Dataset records

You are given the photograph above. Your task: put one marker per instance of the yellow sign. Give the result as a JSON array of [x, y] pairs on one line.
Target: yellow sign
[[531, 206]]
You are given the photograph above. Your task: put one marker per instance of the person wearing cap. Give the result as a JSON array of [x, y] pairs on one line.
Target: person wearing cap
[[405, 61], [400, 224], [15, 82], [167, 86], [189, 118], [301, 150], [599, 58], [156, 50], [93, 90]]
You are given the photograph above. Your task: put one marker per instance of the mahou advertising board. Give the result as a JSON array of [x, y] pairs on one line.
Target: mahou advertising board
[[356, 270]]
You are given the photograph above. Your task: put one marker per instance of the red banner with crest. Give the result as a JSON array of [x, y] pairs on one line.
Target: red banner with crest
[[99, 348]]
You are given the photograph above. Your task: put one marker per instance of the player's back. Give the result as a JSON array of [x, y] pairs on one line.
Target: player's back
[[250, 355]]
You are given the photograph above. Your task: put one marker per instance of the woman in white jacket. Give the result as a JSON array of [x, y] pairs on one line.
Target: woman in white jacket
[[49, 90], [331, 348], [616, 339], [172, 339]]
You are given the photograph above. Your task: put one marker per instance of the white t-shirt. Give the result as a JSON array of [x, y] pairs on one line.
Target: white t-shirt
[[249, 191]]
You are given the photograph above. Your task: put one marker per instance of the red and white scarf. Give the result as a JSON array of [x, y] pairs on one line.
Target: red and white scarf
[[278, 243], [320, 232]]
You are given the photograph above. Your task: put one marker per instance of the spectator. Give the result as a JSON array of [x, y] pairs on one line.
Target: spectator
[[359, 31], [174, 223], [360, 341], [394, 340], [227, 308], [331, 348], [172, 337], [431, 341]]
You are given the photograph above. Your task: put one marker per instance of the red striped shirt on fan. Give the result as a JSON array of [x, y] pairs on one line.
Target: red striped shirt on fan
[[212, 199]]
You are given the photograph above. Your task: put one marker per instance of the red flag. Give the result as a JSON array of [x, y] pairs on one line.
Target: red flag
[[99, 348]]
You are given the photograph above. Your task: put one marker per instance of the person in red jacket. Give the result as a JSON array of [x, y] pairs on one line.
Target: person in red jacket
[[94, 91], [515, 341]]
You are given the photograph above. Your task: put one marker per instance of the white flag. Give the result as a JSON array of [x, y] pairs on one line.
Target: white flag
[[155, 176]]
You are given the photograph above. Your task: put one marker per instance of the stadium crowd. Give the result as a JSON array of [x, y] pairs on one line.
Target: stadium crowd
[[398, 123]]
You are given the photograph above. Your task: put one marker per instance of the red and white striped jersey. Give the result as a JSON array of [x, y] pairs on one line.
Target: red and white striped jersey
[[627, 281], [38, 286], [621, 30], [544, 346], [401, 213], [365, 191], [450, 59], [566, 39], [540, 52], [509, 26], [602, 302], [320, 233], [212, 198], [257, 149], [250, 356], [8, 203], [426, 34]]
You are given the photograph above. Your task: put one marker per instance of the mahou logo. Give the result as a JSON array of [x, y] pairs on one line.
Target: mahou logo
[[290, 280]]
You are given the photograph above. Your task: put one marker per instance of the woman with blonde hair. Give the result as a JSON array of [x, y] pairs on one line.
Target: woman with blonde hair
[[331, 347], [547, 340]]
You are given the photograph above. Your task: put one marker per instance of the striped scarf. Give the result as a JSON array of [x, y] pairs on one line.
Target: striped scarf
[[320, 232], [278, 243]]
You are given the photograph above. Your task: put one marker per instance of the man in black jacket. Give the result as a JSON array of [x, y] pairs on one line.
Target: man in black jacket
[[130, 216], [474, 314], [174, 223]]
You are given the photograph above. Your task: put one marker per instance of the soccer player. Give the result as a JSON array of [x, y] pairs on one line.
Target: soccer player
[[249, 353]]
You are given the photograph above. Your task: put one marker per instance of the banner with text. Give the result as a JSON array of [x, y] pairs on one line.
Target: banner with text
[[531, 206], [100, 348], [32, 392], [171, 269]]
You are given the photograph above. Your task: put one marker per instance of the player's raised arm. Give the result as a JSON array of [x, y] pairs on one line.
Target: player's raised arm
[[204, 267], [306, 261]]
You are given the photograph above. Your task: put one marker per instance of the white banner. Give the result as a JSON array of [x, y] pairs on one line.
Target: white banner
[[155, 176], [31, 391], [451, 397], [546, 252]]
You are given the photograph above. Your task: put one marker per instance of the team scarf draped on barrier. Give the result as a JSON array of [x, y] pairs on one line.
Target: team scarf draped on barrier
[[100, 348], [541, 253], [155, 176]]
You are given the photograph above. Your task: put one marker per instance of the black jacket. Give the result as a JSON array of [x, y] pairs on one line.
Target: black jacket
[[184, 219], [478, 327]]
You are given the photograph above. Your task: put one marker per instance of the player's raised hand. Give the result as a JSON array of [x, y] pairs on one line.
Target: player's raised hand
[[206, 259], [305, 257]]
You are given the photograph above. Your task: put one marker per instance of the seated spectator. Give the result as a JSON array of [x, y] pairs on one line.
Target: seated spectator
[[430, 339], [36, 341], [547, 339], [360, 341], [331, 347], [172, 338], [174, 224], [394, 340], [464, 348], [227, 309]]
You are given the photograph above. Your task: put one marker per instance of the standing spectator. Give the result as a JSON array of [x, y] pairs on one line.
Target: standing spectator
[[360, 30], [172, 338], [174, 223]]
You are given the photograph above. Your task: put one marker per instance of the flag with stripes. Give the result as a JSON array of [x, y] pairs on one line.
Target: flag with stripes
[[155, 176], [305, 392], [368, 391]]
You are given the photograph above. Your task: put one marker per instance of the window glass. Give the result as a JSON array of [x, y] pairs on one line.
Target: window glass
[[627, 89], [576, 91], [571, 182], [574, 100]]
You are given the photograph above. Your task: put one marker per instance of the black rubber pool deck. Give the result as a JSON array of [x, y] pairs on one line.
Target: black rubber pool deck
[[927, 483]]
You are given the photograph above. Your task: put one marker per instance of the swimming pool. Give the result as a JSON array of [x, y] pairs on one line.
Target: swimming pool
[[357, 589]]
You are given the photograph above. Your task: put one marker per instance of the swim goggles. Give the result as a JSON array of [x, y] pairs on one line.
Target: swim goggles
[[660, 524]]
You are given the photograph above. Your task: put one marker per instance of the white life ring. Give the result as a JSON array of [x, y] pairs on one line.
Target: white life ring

### What you should do:
Print all of the records above again, verbatim and line for line.

### Completed task:
You are given the photograph above. Your task: put one marker per instance of the yellow sign. Give the result as a JSON array of [x, y] pairs on one line.
Target: yellow sign
[[531, 206]]
You are given the photograph above. Your task: put one marker per instance of the person wearing cap. Give the result as a JSON array of [x, y] pairs on one line.
Target: person wearing cap
[[405, 61], [400, 224], [15, 82], [167, 86], [189, 118], [301, 150], [599, 58], [156, 50], [93, 90]]
You are given the photograph above. Your task: put one marker per instance of the mahou advertising board. Give the result as a JSON array of [x, y] pairs on one line.
Target: mahou advertising board
[[356, 270]]
You are given the photograph above. Your task: put one marker per instance of the red banner with crest. Give the result as a JSON array of [x, y] pairs on one line.
Target: red banner with crest
[[99, 348]]
You are given the photograph above. Your task: put one marker per instance of the player's back. Give the result as a JSON array of [x, y] pairs on one line.
Target: player's back
[[250, 355]]
You are given the photograph above. Your task: put one marker per instance of the woman in white jacket. Give the result as a JSON array of [x, y] pairs on one line.
Target: woman in white jacket
[[49, 90], [331, 348], [616, 339], [172, 339]]
You are given the photograph above. Your task: put one marker per instance of the white t-shirt. Give the result as a JSON array of [x, y] pairs on one line.
Target: white t-shirt
[[249, 191]]
You are given the photograph above. Your task: put one marker per instance of the red and white scarf. Give the result as a JSON array of [x, y] pairs on one line.
Target: red and white scarf
[[278, 243], [320, 232]]
You are given the photograph above. Your task: put one marker per instance of the spectator. Give the result as a JSON array of [x, y] pairs on one line.
Target: spectator
[[359, 31], [174, 223], [360, 341], [394, 340], [227, 308], [331, 348], [172, 337], [431, 341]]
You are given the photograph above. Your task: put one marker per instance of the red striped shirt on fan. Give the result as a JSON array of [x, y] pairs on one line.
Target: red striped shirt on fan
[[212, 199]]
You are given the photograph above. Your task: put one marker per instance of the red flag. Give the result as a JSON array of [x, y] pairs on one line.
Target: red flag
[[99, 348]]
You are given the photograph above. Your task: put one marker per instance of the person in red jacket. Give the result as a JSON array of [x, y] pairs on one line.
Target: person in red jacket
[[94, 91], [515, 341]]
You are given the photograph above. Your task: put one marker per instance of the white flag. Give the result as a JSON array of [x, y] pairs on one line.
Target: white flag
[[155, 176]]
You are given the photograph above. Your task: put one marker per instance of the stadium crowd. Give the result as a JSON array of [x, y] pairs on one line.
Target: stadium crowd
[[398, 123]]
You are given the photograph above. Your task: put one marker per instance of the red and white striped jersey. Give the result as a JSON array of [x, y] pairs on one line.
Target: red and white striped jersey
[[627, 281], [38, 286], [621, 30], [544, 346], [401, 213], [365, 191], [450, 59], [566, 39], [540, 52], [509, 26], [602, 302], [320, 233], [212, 198], [257, 149], [250, 356], [8, 203], [426, 34]]
You are given the photograph above. Your task: put one marker per instance of the mahou logo. Give the result as a JSON array of [x, y] pairs on one line.
Target: mahou logo
[[290, 280]]
You are given the photograph above. Your task: put one marker per instance of the woman with blonde hair. Give the result as a JSON array of [x, y] pairs on one line.
Target: woman with blonde hair
[[331, 347], [547, 340]]
You are given the photograph above. Your task: put one marker per instance of the striped scarf. Give the result as a JSON array of [x, y] pairs on one line.
Target: striped scarf
[[320, 232], [278, 243]]
You are given the photograph above. Your task: put one marker per instance of the man in black jacket. Give the result as a JSON array of [x, y] pairs on one line.
Target: man in black jacket
[[130, 216], [474, 314], [174, 223]]
You are given the photograph above. Your task: put one marker per instance of the soccer player. Give the result as a JSON array of [x, y] pairs on one line.
Target: soccer player
[[249, 353]]
You are given the photograph above. Your task: put one marker per instance of the banner with text. Give the result as a JSON array of [x, y] pairs on one line.
Target: banner with text
[[531, 206], [100, 348], [32, 392], [171, 269]]
You are given the photograph above. Your task: put one marker per instance of the player's raised arm. Give the result as a JSON array of [x, y] pairs on one line.
Target: player's raised arm
[[204, 267], [306, 261]]
You are given the photograph above. Your task: put one marker per instance of the white banner. Give the result as a JSON array of [x, y] pairs on one line.
Target: white banner
[[155, 176], [31, 391], [451, 397], [546, 252]]
You are given the photograph above. Your task: put one marker per instance of the team scarf draped on barrier. Give the result as a JSON array of [x, y] pairs on one line.
Target: team scarf draped on barrier
[[100, 348], [541, 253], [155, 176]]
You are given the photograph above. Your task: put one marker per instance of the black jacket. Give the result as a JSON array of [x, y] pairs on one line.
Target: black jacket
[[184, 219], [478, 327]]
You are given the photograph above. Your task: put one marker per instance of the player's raised hand. Give the result as a JSON array of [x, y] pairs on one line.
Target: player's raised hand
[[206, 259], [305, 257]]
You are given the photograph above. Your task: put one marker per instance of the seated spectator. Give the result as a JSON array of [x, y] pairs on one line.
Target: seated spectator
[[430, 339], [36, 341], [547, 339], [360, 341], [331, 347], [172, 338], [174, 224], [394, 340], [464, 348], [227, 309]]
You are given the photograph above. Your task: put one marker per instance of the standing spectator. Give the result as a JSON array of [x, y] pairs on one line.
Target: standing spectator
[[360, 30], [172, 338], [174, 223]]
You are given the photograph above. Your task: put one marker per instance of the flag with stripes. Give the result as a JSON array of [x, y] pairs on one line.
Target: flag with stripes
[[155, 176], [305, 392], [368, 391]]
You are given the photograph above. Your task: put one marker per instance of the window glass. Give the result as a JSON array of [x, y] pairs on one line.
Target: window glass
[[627, 89], [576, 91], [571, 182], [574, 100]]
You are given the photograph above. Your task: put one marker per instance of the black rubber pool deck. Give the result as a JSON array of [x, y] pairs on one line.
Target: black rubber pool deck
[[927, 483]]
You are given the photograph above. Your task: put one marker per instance of the swimming pool. Give the result as a JSON array of [x, y] pairs on one line.
Target: swimming pool
[[357, 589]]
You are given the photograph above. Your task: put one marker per instance of the swim goggles. Give the result as a JSON array of [x, y] pairs on one line.
Target: swim goggles
[[660, 524]]
You are given the photograph above. Your task: put one marker per instance of the white life ring. Give the result as a JSON array of [x, y] pairs on one line.
Target: white life ring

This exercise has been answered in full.